Problema A: Reproduce literalmente el fragmento del artículo sobre Miami y Cuba que empieza en las palabras "El viernes pasado, a" y termina después de "en muchos años.".

Artículo:

━━━━━━━━

Aumento en las categorías de productos
estadounidenses que se pueden vender a Cuba. Duplicación de la cifra de
viajeros. Aerolíneas de Estados Unidos ofreciendo directamente sus pasajes.
Tarjetas de crédito de bancos de este país utilizadas para compras en la isla.
Todos estos cambios, muchos más que podrían incurrir en un futuro cercano,
repercutirán directamente y de forma positiva en la economía de Miami. La
interrogante es si la ciudad está preparada para ello, y más importante aún: si
quienes tienen a su cargo el gobierno local están dispuestos a aprovecharlas o
por el contrario pondrán obstáculos.
Por décadas el escenario fue otro.
Análisis, conjeturas y esperanzas se mezclaban en avizorar una Cuba sin los
hermanos Castro. Se confeccionaron planes, se habló de destinar cifras que
nunca superaron la categoría de números imaginarios, se trazaron estrategias.
Hoy todo es distinto. Una parte de Miami
aún aguarda, día tras día, la muerte de Fidel Castro. Cuando ocurra —mañana,
dentro de una semana, quizá dos años— será simplemente un acto de catarsis: un
funeral sin muerto presente.
Hasta ahora, el anhelo solo ha producido
desgaste emocional y el despilfarro de los recursos de esta ciudad.
El viernes pasado, a primeras horas de la
noche, había frente al restaurante y
cafetería Versailles —históricamente el punto neurálgico del acontecimiento—
siete autos policiales y ningún manifestante. El único pequeño tumulto era ante
la puerta del establecimiento, a la espera del turno para poder entrar.
Que el supuesto centro de celebración —cuando
ocurra la tantas veces anunciada muerte— sea una ventanilla para comprar una
taza de “café cubano”, es más que un punto de referencia: resume el acontecer
del exilio en muchos años.
No, nada de lo previsto con tanto afán
parece estar a punto de realizarse. La vida se empecina en otros destinos.
Pese a todo, Miami se impone. No es solo
representa el punto donde cada vez se borran más las fronteras entre Cuba y el
mundo, sino persiste como el centro de la ilusión de quienes habitan a noventa
millas.
Noventa millas que cada vez marcan menos
una distancia que una cercanía. Las barreras políticas ceden más ante el dato
concreto: la geografía ha terminado por imponerse, y lo que ahora cuenta más en
los cálculos son las millas, no los trámites. Rechazada por el momento la ruta
marítima de Cayo Hueso, hacia esta ciudad acudirán más viajeros de paso, en
rumbo hacia La Habana.
Surge entonces la pregunta de cómo
responderán las autoridades del Aeropuerto de Miami, cuando en un día más o
menos cercano se coloque en la mesa de negociación la posibilidad de que los
aviones de Cubana de Aviación aterricen en él, existan mostradores para el
trámite de sus boletos y el nombre de la aerolínea figure en la marquesina.

━━━━━━━━

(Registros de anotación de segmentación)
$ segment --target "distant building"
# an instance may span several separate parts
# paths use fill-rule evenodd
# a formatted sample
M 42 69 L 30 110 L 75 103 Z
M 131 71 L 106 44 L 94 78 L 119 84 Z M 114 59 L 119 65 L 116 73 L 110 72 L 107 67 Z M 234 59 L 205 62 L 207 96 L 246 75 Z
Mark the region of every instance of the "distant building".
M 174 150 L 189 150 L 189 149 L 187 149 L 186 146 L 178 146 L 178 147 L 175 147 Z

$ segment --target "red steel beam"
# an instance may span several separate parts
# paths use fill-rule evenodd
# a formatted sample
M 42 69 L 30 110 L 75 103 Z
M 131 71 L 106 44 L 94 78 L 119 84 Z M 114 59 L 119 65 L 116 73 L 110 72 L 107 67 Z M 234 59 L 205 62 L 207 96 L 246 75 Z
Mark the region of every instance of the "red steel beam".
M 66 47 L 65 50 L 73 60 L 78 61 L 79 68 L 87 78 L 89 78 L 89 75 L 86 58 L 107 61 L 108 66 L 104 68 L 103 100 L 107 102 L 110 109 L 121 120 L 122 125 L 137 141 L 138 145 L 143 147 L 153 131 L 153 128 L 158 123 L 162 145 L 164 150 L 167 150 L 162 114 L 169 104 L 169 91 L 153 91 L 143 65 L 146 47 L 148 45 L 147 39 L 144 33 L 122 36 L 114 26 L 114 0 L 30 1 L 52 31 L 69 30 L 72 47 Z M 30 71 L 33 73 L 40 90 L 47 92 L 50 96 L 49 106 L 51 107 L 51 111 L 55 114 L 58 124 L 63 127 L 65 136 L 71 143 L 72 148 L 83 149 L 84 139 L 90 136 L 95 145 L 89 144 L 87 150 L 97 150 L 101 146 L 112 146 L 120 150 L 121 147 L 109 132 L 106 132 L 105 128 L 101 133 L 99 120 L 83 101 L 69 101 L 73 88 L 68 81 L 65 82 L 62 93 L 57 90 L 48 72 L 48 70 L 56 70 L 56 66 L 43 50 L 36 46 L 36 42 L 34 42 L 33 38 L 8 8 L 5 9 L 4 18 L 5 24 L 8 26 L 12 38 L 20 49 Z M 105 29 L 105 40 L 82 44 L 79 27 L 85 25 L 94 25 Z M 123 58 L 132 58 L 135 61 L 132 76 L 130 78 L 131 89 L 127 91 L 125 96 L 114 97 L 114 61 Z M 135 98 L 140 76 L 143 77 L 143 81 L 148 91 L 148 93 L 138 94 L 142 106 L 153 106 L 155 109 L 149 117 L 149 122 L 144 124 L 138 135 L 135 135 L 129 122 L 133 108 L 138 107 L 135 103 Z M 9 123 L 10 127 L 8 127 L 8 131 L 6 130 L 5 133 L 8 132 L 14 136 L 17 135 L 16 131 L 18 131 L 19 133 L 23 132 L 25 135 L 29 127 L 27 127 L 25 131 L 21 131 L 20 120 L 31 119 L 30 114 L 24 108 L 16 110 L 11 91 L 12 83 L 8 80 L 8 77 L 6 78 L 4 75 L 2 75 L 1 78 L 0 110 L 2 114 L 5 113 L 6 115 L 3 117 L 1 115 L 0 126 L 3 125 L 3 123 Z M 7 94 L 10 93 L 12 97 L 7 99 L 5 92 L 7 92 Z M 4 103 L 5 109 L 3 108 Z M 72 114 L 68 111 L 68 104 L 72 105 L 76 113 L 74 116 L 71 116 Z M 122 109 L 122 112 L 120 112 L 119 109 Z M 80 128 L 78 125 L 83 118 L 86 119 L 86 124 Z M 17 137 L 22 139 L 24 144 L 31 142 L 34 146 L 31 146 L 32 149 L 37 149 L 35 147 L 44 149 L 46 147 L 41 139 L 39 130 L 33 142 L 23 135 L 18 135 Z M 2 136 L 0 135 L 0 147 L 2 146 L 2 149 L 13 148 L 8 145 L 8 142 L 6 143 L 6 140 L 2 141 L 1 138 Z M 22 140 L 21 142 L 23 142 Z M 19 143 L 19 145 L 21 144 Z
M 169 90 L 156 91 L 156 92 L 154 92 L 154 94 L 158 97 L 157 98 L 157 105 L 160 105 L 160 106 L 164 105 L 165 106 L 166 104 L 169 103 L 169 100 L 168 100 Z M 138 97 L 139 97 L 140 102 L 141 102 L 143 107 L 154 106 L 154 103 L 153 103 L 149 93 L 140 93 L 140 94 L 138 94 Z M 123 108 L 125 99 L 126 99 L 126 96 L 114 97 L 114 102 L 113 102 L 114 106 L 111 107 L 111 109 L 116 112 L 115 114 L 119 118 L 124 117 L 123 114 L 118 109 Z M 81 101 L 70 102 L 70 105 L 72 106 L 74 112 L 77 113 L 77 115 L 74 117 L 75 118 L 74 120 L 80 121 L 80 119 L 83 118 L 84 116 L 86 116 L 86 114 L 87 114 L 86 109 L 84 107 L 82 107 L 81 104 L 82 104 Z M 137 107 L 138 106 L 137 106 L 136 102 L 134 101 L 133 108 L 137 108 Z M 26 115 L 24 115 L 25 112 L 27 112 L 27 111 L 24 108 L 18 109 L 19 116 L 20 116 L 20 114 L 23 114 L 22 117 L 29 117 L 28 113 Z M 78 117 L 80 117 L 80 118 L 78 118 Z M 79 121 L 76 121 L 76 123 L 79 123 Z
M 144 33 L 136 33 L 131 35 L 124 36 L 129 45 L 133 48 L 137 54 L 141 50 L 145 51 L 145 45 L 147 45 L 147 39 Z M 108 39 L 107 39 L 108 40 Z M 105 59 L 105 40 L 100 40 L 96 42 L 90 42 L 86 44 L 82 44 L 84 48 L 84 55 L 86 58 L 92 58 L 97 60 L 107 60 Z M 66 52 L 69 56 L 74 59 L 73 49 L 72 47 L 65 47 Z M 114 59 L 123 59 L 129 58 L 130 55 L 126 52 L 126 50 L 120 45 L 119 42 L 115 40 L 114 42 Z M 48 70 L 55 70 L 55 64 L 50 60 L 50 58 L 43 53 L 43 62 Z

━━━━━━━━

Problema B: Duplica sin cambios las líneas del listado: comienza en la primera y detente después de la que contiene "M 174 150 L".

Respuesta del ejercicio A:
El viernes pasado, a primeras horas de la
noche, había frente al restaurante y
cafetería Versailles —históricamente el punto neurálgico del acontecimiento—
siete autos policiales y ningún manifestante. El único pequeño tumulto era ante
la puerta del establecimiento, a la espera del turno para poder entrar.
Que el supuesto centro de celebración —cuando
ocurra la tantas veces anunciada muerte— sea una ventanilla para comprar una
taza de “café cubano”, es más que un punto de referencia: resume el acontecer
del exilio en muchos años.

Respuesta del ejercicio B:
$ segment --target "distant building"
# an instance may span several separate parts
# paths use fill-rule evenodd
# a formatted sample
M 42 69 L 30 110 L 75 103 Z
M 131 71 L 106 44 L 94 78 L 119 84 Z M 114 59 L 119 65 L 116 73 L 110 72 L 107 67 Z M 234 59 L 205 62 L 207 96 L 246 75 Z
Mark the region of every instance of the "distant building".
M 174 150 L 189 150 L 189 149 L 187 149 L 186 146 L 178 146 L 178 147 L 175 147 Z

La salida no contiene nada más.